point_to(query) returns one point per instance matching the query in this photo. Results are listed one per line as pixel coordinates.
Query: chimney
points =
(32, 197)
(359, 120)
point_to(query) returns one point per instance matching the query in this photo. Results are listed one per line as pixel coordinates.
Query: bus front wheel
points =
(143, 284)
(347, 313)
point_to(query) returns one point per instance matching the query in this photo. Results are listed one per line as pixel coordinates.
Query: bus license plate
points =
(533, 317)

-*-

◆ EXERCISE DIRECTIONS
Rewrite every item above, swapping "pixel coordinates" for "x, y positions" and keeping everything else the same.

◆ ANSWER TO THE PROBLEM
point_to(query) returns one point per instance matching the query in this photo. Results are listed one per line as x, y positions.
Query: chimney
points =
(32, 197)
(359, 120)
point_to(query) returns one point per instance matching the query in this photo. Results are listed one per line as x, y positions.
Query: bus front wheel
points =
(143, 284)
(347, 313)
point_to(query) returns one point per instance matching the query in this photo. Results are listed one per line as x, y positions.
Query: bus license plate
points =
(533, 317)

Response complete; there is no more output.